Copy the material below verbatim, keeping each line unchanged and in its original order.

== Data provided ==

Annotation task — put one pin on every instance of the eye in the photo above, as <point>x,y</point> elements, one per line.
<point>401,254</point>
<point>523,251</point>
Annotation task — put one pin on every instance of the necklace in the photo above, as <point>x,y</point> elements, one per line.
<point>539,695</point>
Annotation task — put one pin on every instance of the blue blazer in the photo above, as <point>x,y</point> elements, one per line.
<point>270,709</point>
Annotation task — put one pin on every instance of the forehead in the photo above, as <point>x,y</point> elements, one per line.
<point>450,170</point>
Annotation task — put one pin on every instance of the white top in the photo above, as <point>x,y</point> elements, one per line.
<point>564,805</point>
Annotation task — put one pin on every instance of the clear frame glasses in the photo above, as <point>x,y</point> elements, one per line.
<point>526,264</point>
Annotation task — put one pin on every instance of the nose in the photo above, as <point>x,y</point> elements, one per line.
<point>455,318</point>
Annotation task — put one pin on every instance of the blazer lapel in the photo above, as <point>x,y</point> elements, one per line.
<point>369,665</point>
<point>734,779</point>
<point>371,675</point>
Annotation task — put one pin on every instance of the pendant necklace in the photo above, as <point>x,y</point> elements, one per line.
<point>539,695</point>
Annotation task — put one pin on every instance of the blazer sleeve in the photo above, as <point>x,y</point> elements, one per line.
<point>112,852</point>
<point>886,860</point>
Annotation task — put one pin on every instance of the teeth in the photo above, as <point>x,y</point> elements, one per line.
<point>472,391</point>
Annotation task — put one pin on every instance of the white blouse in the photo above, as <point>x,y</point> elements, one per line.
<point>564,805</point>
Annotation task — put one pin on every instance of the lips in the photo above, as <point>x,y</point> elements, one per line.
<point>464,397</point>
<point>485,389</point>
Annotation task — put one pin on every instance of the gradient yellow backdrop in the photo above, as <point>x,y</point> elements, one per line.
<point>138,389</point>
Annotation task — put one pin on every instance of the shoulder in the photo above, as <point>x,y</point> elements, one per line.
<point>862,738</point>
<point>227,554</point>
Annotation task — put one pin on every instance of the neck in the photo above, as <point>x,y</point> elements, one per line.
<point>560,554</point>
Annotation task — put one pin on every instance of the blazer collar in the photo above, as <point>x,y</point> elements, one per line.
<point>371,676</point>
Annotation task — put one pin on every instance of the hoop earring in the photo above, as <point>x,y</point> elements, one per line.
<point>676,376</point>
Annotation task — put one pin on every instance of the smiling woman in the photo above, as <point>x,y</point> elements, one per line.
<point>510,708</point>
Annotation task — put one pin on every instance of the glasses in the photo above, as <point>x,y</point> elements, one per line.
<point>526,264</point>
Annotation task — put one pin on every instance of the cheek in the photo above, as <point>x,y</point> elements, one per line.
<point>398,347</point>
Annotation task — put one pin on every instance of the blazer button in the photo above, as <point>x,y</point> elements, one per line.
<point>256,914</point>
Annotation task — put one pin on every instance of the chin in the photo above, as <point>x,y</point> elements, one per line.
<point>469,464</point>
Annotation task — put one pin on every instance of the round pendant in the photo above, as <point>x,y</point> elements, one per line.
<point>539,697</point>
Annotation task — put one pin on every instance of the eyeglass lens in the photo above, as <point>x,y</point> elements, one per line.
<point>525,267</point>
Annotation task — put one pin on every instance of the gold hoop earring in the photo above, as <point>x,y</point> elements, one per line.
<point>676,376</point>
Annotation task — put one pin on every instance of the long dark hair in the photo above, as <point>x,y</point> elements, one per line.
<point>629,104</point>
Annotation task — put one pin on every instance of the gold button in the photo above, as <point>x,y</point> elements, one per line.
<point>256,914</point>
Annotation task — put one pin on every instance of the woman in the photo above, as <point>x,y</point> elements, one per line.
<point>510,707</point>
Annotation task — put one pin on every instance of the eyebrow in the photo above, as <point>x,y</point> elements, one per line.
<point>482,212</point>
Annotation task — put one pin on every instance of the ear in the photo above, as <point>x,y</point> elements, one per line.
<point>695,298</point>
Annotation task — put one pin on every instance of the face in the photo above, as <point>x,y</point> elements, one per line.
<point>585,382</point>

===

◆ Exercise output:
Annotation task — put one pin on every instance of the eye in the photo above, as <point>x,y</point> elements, one per line.
<point>401,254</point>
<point>523,251</point>
Annotation task — put one pin on every instance of the necklace in the photo above, as <point>x,y</point> elements, one per line.
<point>539,695</point>
Annotation task — put one pin on every instance of the blue blazer in the photo above, as <point>x,y</point> elements, one per line.
<point>270,709</point>
Annotation task — put one pin on every instance of the forehead in the photo above, as <point>x,y</point> elements, one per line.
<point>450,170</point>
Annotation task — put one pin on every instance of the white top in the photo above, as <point>x,y</point> elements, one per line.
<point>564,805</point>
Annotation task — put one pin on every instance of the clear frame glasses in the photo above, as <point>x,y</point> elements, one per line.
<point>526,264</point>
Annotation task — put one pin on every instance of the nose in the photo above, as <point>x,y</point> elements, one per line.
<point>455,318</point>
Annotation task — put one pin on every instance of the blazer lapel in the photo above, as <point>x,y</point> elements, one per line.
<point>369,665</point>
<point>734,779</point>
<point>371,675</point>
Annotation task — put one pin on every instance of the pendant necklace in the photo above, as <point>x,y</point> elements, one per line.
<point>539,695</point>
Annotation task — put one pin on every instance of the blazer sleeve in the photo above, as <point>x,y</point> elements, one per line.
<point>112,852</point>
<point>886,860</point>
Annotation task — put one pin on every instance of the teeth in the photo above, as <point>x,y</point> elements, one per line.
<point>472,391</point>
Annotation task — put one pin on every instance of the white blouse in the photo above, as <point>x,y</point> elements, one per line.
<point>564,805</point>
Annotation task — put one pin on every instance of the lips in the photo above, as <point>x,y</point> elements, one per line.
<point>464,397</point>
<point>485,389</point>
Annotation task — put one pin on every instance of the gradient yellow backdrop in the photo above, as <point>x,y</point> elements, one per line.
<point>138,389</point>
Annotation task — put one pin on every instance of the shoulder in the photo above, as <point>x,y</point> elements, one per line.
<point>862,738</point>
<point>227,554</point>
Annotation task — put one pin on every instance of the neck in the photo above, as <point>x,y</point> elements, one per line.
<point>560,554</point>
Annotation task — put one pin on every instance of the blazer collar in the photo above, as <point>x,y</point> elements, one per line.
<point>371,676</point>
Annotation task — put one pin on every instance of the hoop earring in the photo above, as <point>x,y</point> elements, one per line.
<point>676,376</point>
Annotation task — put one pin on every instance of the smiling woman in the photo above, as <point>x,y</point> elements, one per line.
<point>510,708</point>
Annotation task — put one pin on every instance of the glasses in the photo above, as <point>x,y</point> elements, one per line.
<point>526,264</point>
Annotation task — put one pin on every instance of the cheek in the photo above, as <point>x,y</point> elements, one per line.
<point>398,347</point>
Annotation task — put one pin on every instance of the blazer button in the photo above, as <point>x,y</point> elements, one per line.
<point>256,914</point>
Annotation task — put one pin on every instance of the chin in the photo above, as <point>x,y</point> elements, one per line.
<point>469,464</point>
Annotation task — put one pin on every instance of the round pendant in the photo above, as <point>x,y</point> elements, one per line.
<point>539,697</point>
Annotation task — put one pin on every instance of the eyeglass lens in the photo above, as <point>x,y</point> elements, one per line.
<point>525,267</point>
Annotation task — put one pin on every instance of the gold hoop earring in the photo above, as <point>x,y</point> elements, one per line.
<point>676,376</point>
Annotation task — put one pin on every instance of the long dark hair in the photo above, as <point>x,y</point> elements, one per line.
<point>629,104</point>
Annotation task — put one pin on every instance of the gold button in the photo above, as <point>x,y</point> elements, one per line.
<point>256,914</point>
Annotation task — put one pin on every instance of the woman in the photo above, as <point>x,y</point> elements, one per line.
<point>510,707</point>
Annotation task — put one pin on every instance of the eyebrow in the photo above, as <point>x,y</point> elements, one per line.
<point>482,212</point>
Annotation task — put one pin on every instance of the ear in the photo above, as <point>x,y</point> elements, one per line.
<point>695,298</point>
Annotation task — put one pin on every instance of the face in the photo above, as <point>x,y</point> elements, one per line.
<point>585,382</point>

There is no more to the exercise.